■ **PROMPT 1**:
According to the text on the right of publicity and the "Tootsie" case, what were the title of the Los Angeles magazine fashion spread and the name of the issue it ran in?
■ **PROMPT 2**:
Carry on the text on the right of publicity and the "Tootsie" case, starting after its final sentence.

Section V

General Media Restrictions: H

H. Right of Publicity Clashes With Free Expression in ‘Tootsie’ Case

 

    The right of publicity prohibits the unauthorized use of a person’s name, voice, or likeness on or in products, or in advertising goods or services, and has been described as a form of intellectual property.  Right-of-publicity claims are frequently accompanied by Lanham Act claims, alleging that the defendant has made false or misleading statements implying endorsement or affiliation with a product or service.  In California, a statute grants a right similar to the right of publicity to the heirs of celebrities that protects the name, voice, and likeness of a deceased celebrity.  Several cases in 2001 analyzed the interaction of the First Amendment and the right of publicity.


Hoffman v. Los Angeles Magazine

     In the spring of 1997, in what was advertised as a “Fabulous Hollywood Issue,” Los Angeles magazine ran a fashion spread entitled “Grand Illusions.”  The piece included familiar still photos of such Hollywood icons as Cary Grant, Grace Kelly, and Marilyn Monroe, digitally altered to “re-dress” the stars in up-to-date fashions.  Included in the spread was an altered photo of actor Dustin Hoffman in his role as “Tootsie,” in which the character was clothed not in the familiar red sequined dress but in a “butter-colored” silk gown by designer Richard Tyler and a pair of Ralph Lauren high-heeled shoes.

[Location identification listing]
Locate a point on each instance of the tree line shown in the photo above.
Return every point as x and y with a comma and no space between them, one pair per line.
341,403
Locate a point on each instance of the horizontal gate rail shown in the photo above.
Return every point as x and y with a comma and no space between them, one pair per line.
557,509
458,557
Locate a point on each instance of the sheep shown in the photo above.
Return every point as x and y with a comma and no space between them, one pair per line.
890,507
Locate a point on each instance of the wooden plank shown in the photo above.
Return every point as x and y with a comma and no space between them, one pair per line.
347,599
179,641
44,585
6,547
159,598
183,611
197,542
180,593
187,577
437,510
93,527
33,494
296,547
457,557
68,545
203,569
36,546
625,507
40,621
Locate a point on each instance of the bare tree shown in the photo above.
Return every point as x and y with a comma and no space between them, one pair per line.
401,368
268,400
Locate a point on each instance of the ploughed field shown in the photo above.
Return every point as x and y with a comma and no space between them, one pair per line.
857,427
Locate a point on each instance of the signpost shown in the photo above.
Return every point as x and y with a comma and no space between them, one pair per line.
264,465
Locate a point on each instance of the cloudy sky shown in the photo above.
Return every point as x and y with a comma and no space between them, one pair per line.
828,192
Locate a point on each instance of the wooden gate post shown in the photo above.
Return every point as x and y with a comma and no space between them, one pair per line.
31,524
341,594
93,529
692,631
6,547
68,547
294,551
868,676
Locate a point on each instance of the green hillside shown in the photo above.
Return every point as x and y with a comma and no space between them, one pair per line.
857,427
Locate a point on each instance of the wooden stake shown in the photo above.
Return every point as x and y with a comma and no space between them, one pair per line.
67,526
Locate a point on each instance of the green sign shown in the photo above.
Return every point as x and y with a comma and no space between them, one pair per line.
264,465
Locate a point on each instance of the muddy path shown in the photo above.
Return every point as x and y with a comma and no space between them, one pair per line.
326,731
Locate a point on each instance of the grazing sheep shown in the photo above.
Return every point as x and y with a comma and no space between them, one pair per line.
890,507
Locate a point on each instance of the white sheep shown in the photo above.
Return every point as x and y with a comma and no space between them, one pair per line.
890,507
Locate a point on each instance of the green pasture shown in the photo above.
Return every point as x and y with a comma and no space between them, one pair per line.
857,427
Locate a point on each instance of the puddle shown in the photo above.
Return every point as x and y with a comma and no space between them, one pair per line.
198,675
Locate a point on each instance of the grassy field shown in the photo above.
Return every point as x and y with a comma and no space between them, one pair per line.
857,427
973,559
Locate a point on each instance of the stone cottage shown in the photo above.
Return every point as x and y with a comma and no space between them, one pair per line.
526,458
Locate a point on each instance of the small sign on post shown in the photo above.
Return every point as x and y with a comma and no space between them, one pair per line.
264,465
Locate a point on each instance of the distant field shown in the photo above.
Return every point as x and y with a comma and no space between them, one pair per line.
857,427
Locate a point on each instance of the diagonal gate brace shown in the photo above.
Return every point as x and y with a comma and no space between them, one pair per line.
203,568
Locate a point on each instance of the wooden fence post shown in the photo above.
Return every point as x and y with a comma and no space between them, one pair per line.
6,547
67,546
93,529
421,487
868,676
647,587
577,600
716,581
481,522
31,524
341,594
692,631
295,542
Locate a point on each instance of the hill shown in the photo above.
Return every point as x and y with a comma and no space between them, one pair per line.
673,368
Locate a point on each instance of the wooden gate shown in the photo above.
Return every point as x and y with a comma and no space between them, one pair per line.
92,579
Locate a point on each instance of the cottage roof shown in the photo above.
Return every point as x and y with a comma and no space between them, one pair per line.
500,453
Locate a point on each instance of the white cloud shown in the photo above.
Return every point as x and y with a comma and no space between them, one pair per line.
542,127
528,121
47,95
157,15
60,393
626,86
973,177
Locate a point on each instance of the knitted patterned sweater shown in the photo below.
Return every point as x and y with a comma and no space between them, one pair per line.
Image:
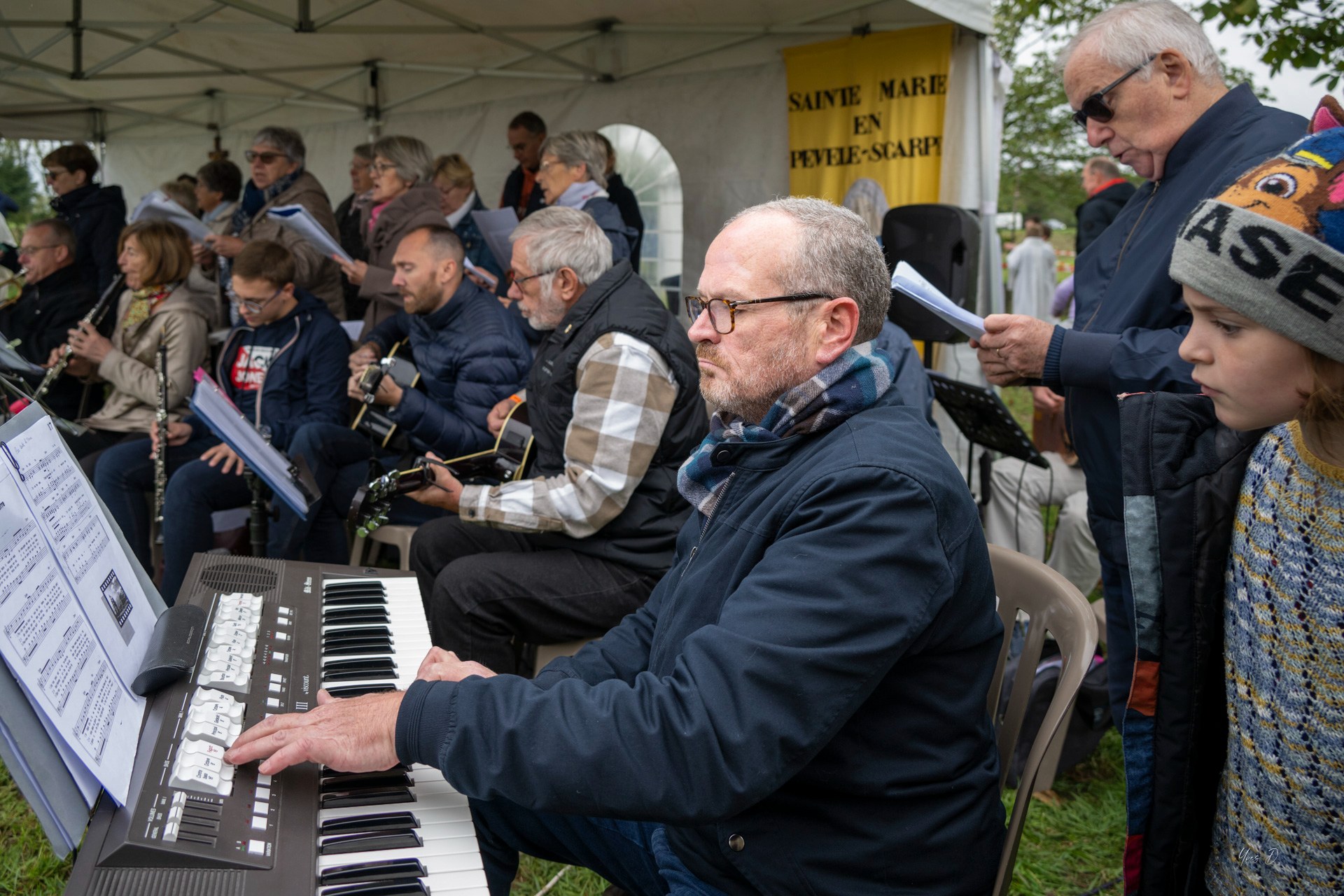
1280,822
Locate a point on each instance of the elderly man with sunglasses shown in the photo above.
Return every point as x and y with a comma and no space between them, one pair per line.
615,409
800,706
1147,85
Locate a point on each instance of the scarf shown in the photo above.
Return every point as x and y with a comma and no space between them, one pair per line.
248,207
580,192
851,383
143,302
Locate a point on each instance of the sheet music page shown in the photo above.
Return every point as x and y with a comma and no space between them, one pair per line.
300,219
496,225
50,645
100,571
910,282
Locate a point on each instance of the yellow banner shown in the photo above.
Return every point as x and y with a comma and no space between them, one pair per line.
869,108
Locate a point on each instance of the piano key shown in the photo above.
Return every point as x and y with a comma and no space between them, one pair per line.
372,872
378,821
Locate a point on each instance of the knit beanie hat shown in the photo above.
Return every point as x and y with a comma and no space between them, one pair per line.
1272,245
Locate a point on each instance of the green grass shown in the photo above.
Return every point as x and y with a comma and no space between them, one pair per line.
1072,843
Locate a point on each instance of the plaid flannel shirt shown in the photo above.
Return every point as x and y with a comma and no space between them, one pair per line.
625,396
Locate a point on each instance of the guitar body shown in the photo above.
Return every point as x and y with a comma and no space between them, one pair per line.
508,461
371,419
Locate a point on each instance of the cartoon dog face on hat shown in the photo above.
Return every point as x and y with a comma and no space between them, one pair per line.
1303,182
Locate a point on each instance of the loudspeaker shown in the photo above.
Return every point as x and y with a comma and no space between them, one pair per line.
942,244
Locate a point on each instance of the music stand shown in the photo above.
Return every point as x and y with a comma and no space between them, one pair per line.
984,419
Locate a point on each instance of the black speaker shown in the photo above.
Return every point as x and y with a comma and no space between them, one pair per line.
942,244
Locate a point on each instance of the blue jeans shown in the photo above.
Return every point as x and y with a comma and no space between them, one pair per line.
1119,598
124,475
632,855
339,461
194,493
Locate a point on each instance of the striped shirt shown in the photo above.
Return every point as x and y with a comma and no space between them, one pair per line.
1280,818
624,398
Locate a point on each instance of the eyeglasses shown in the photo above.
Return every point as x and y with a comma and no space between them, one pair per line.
252,305
1096,108
267,158
519,281
723,315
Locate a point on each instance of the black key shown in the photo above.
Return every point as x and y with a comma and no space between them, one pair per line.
359,631
393,888
356,675
372,872
359,691
368,780
372,664
370,797
370,843
371,615
356,647
379,821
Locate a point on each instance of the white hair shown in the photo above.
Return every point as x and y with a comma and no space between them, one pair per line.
835,255
561,237
1128,35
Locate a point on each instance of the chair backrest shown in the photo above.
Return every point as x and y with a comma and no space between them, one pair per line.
1051,605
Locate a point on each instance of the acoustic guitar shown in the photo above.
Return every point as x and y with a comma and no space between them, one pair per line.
507,461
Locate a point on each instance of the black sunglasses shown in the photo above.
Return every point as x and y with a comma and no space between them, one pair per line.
1096,108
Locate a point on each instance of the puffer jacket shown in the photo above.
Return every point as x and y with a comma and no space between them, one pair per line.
96,214
1182,476
417,207
182,321
314,270
470,358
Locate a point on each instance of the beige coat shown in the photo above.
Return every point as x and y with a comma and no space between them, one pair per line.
130,367
315,272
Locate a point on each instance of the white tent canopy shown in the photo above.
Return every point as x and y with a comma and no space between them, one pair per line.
158,83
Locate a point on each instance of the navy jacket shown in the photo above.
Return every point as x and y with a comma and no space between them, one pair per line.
1183,477
96,214
305,378
1129,317
1098,210
809,676
470,358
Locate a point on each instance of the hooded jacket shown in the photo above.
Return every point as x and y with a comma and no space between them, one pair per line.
802,700
305,371
314,270
470,358
96,214
417,207
182,321
1183,475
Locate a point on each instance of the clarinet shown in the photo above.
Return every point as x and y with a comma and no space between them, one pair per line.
162,424
94,317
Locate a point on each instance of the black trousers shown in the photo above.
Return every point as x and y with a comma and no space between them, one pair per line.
484,587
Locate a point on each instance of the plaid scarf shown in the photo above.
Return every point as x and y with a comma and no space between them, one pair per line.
848,384
143,302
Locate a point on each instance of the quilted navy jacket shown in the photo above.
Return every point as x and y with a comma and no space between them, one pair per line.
802,700
470,358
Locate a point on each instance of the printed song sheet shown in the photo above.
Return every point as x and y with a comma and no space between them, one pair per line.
74,622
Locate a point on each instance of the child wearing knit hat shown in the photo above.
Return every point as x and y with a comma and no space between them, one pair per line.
1264,273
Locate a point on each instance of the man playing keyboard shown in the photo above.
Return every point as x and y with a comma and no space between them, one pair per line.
800,704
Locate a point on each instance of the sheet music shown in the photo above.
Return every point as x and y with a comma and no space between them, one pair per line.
158,204
299,219
261,457
49,641
910,282
496,225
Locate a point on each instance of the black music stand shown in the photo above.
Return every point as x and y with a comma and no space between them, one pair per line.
984,419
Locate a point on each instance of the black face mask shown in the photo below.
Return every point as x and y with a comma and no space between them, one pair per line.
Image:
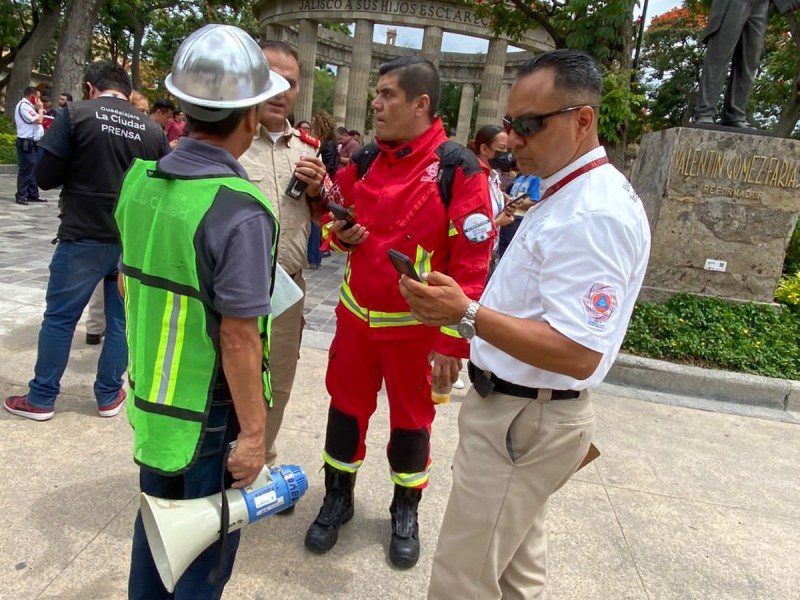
502,160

■ **FINAL ANSWER 1**:
The spread was titled "Grand Illusions" and ran in the "Fabulous Hollywood Issue."

■ **FINAL ANSWER 2**:
     The magazine maintained that the point of the article was to provide a whimsical, tongue-in-cheek look at new fashion trends by “modernizing” old movie wardrobes.  Mr. Hoffman was not amused.  He sued for violation of his publicity rights under California common law and California’s right-of-publicity statute; for unfair competition under the California unfair business practices statute; and for violation of Section 43 of the Lanham Act, which prohibits the use of a celebrity’s identity for an unauthorized commercial endorsement.  The magazine countered that the use of the photo was editorial, not commercial, and that as an integral component of an editorial piece it was entitled to full First Amendment protection.

     Commercial or Noncommercial Speech?  A key question at trial was whether the use of the photo was editorial or was rendered commercial speech by the fact that reference was made to a shopping guide in another part of the magazine, which contained information on where to purchase the fashions shown in the photo spread.  The unfair business practices claims rested on the assertion that the photo created a  false impression that Mr. Hoffman endorsed the products or their designers.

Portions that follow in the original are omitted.